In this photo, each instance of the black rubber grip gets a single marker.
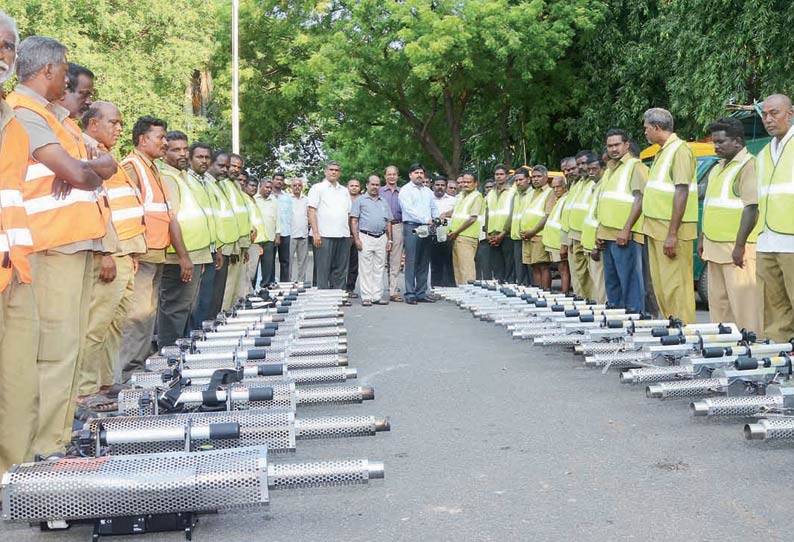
(270, 370)
(224, 431)
(715, 352)
(257, 353)
(745, 363)
(670, 340)
(260, 394)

* * * * * * *

● **Problem details**: None of the pictures should appear, though every line of the data above must be reproduced exactly.

● **Solution for this problem**:
In this photo, each instance of the black rubber grip gets a single marker.
(270, 370)
(224, 431)
(715, 352)
(257, 353)
(745, 363)
(670, 340)
(260, 394)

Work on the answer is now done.